#### Written task
Copy out the listing below word for word, starting at its first line and ending with the line that contains "[[[94,78],[112,78],[112,67],[114,62],[96,62],[93,67]]]", with both of those lines included.

(Rows from a segmentation dataset)

_____

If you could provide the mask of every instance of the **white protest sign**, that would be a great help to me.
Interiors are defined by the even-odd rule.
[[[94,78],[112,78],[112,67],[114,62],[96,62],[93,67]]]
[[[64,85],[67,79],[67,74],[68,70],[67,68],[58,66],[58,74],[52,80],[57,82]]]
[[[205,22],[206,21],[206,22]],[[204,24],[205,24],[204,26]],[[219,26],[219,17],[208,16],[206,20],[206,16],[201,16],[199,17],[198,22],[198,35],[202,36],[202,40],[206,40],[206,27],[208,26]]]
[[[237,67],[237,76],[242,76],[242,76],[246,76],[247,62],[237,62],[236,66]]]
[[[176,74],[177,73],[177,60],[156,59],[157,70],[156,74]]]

_____

#### Answer to this problem
If you could provide the mask of every instance of the **white protest sign**, that would be a great help to me.
Interiors are defined by the even-odd rule.
[[[94,78],[112,78],[112,67],[114,62],[96,62],[93,67]]]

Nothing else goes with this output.